> _Written problem_:
Output the lines of the material as a numbered list, starting at the line containing "Can you find the bee's wing?" and ending with the last line of the material. Leave out blank lines.

[Excerpts from a point labeling dataset]

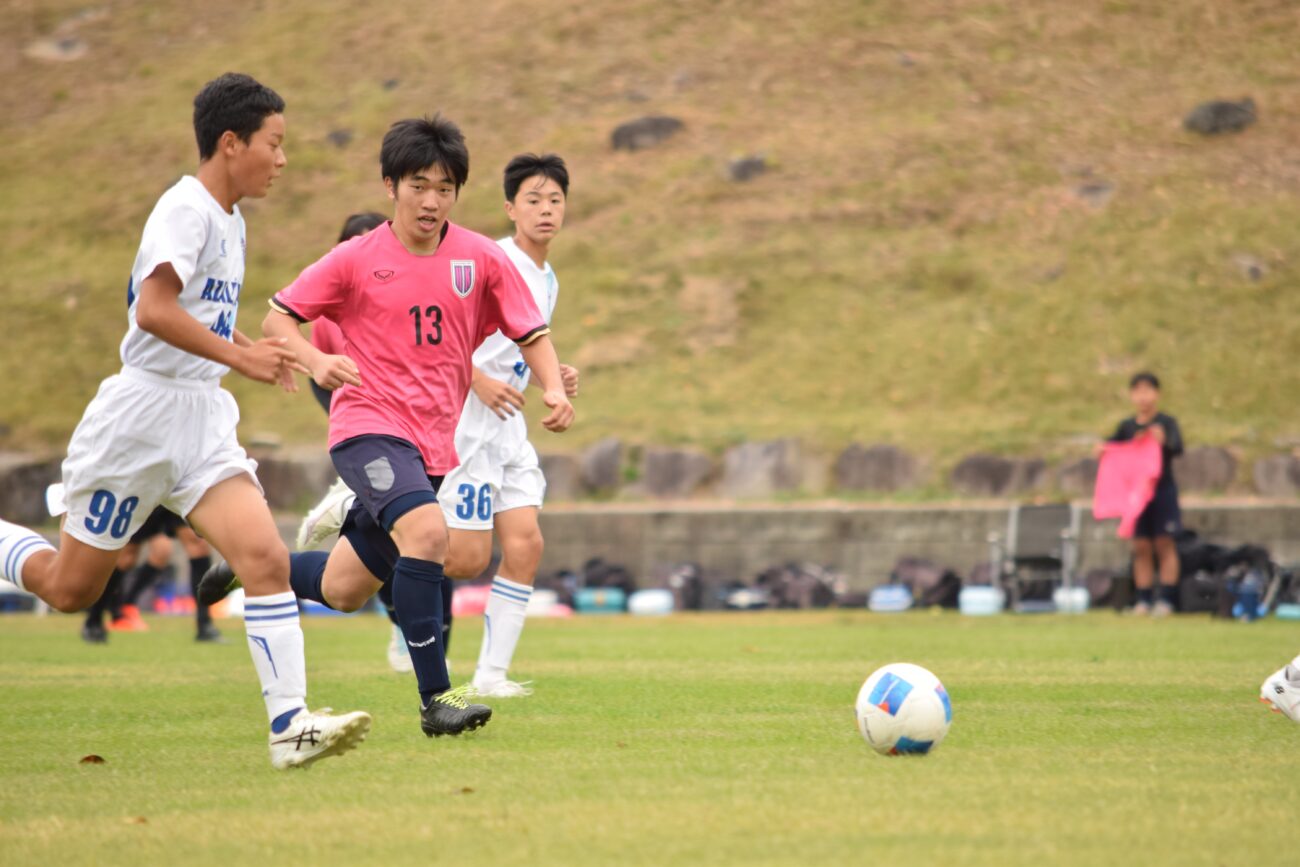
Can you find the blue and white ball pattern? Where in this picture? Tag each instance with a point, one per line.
(904, 710)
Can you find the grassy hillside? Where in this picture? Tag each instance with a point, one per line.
(918, 267)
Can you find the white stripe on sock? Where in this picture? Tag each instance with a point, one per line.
(506, 608)
(17, 543)
(276, 644)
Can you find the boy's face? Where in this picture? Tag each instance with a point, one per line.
(256, 163)
(421, 203)
(537, 209)
(1144, 397)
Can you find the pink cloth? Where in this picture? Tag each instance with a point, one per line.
(1126, 481)
(411, 324)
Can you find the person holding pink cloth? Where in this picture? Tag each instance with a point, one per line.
(1161, 520)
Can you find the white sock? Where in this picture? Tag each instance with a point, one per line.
(276, 644)
(503, 621)
(17, 543)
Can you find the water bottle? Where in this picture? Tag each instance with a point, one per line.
(1247, 607)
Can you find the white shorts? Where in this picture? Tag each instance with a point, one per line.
(492, 478)
(147, 441)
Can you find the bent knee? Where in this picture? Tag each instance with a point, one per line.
(260, 559)
(467, 564)
(424, 538)
(524, 547)
(347, 601)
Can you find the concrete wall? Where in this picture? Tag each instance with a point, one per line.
(862, 541)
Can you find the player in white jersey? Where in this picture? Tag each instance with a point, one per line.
(499, 484)
(163, 430)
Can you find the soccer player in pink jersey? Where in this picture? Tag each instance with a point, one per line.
(412, 299)
(325, 334)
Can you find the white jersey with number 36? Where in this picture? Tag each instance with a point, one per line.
(499, 358)
(206, 247)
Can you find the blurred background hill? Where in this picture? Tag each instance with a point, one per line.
(962, 225)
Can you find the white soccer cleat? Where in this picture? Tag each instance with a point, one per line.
(501, 689)
(399, 658)
(317, 735)
(326, 517)
(1282, 690)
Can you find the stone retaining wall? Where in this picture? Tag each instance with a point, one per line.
(861, 541)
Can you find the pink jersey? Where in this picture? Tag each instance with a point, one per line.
(326, 337)
(1126, 481)
(411, 324)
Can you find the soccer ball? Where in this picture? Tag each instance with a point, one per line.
(902, 710)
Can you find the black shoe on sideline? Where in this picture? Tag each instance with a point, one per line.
(216, 584)
(211, 634)
(450, 714)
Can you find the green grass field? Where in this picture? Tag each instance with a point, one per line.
(690, 740)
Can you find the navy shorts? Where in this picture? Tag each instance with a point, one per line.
(389, 478)
(1162, 515)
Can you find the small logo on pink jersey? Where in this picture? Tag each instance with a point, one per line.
(463, 276)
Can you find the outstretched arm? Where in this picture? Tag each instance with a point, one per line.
(160, 313)
(328, 371)
(540, 356)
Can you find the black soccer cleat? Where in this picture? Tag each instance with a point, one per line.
(450, 714)
(216, 584)
(95, 633)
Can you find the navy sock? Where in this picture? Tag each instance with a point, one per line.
(417, 594)
(449, 589)
(306, 571)
(385, 595)
(1169, 594)
(198, 566)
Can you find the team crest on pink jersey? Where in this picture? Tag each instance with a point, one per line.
(463, 276)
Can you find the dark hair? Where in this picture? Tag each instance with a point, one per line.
(359, 224)
(1144, 377)
(416, 143)
(234, 102)
(529, 165)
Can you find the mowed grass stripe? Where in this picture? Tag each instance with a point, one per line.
(688, 740)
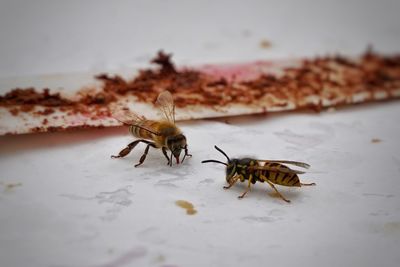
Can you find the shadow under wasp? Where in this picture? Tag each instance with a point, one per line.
(255, 170)
(162, 133)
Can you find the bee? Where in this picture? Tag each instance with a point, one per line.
(269, 171)
(162, 133)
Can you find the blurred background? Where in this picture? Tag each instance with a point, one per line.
(46, 36)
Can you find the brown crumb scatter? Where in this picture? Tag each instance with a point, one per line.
(335, 78)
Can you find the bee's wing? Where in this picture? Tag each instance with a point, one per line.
(276, 169)
(165, 103)
(131, 118)
(296, 163)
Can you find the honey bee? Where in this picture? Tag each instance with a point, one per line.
(162, 133)
(269, 171)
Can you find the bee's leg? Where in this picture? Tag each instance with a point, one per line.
(186, 154)
(129, 148)
(276, 190)
(248, 187)
(307, 184)
(170, 160)
(143, 157)
(166, 155)
(234, 180)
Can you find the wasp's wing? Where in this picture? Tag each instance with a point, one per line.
(165, 103)
(276, 169)
(296, 163)
(131, 118)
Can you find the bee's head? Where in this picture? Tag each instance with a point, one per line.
(231, 169)
(231, 166)
(176, 143)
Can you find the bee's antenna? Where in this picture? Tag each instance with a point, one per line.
(220, 150)
(213, 160)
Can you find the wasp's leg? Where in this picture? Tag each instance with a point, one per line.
(276, 190)
(186, 154)
(129, 148)
(143, 157)
(234, 180)
(248, 187)
(307, 184)
(166, 155)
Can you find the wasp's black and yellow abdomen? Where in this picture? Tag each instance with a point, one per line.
(268, 171)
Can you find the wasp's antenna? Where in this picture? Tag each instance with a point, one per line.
(213, 160)
(220, 150)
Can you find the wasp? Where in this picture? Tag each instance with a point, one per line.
(254, 170)
(158, 134)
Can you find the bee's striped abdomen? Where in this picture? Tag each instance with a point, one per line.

> _Solution to this task_:
1. Can you find the bee's wing? Where in this picture? Tag each instance with a point, one per line.
2. (276, 169)
3. (165, 103)
4. (131, 118)
5. (296, 163)
6. Can you find the honey bee? Where in this picture? Tag each instance with a point, one per line.
7. (162, 133)
8. (269, 171)
9. Can you find the bee's leg? Where in this picture? Tag each instance with a point, one per line.
10. (186, 154)
11. (129, 148)
12. (276, 190)
13. (248, 187)
14. (307, 184)
15. (170, 160)
16. (143, 157)
17. (166, 155)
18. (234, 180)
19. Can you find the wasp's wing? Where in this picture? Tag each instance with a point, one per line.
20. (165, 103)
21. (276, 169)
22. (296, 163)
23. (131, 118)
24. Can you find the bee's head? Where in this picture? Tag each instance with a point, one per line.
25. (231, 169)
26. (231, 166)
27. (176, 143)
28. Can you find the bee's antenna? Where in this picture? Tag each instance with a point, one per line.
29. (220, 150)
30. (213, 160)
31. Can you find the wasp's leg? Where in this picture? Tag each instance with a point, one per line.
32. (276, 190)
33. (186, 154)
34. (129, 148)
35. (143, 157)
36. (234, 180)
37. (248, 187)
38. (307, 184)
39. (166, 155)
40. Can you find the wasp's black and yellow abdomen? Where in this picture? Tag each instance with a point, one per line.
41. (268, 171)
42. Can you find the wasp's antenna? Where in this picture? Tag each instance with a point, one per line.
43. (213, 160)
44. (220, 150)
45. Can you find the wasp? Where in this picture? Tag each instance with a point, one per line.
46. (254, 170)
47. (158, 134)
48. Can you find the bee's striped abdomen? Where in this picture? Tag each instance with a point, one per line.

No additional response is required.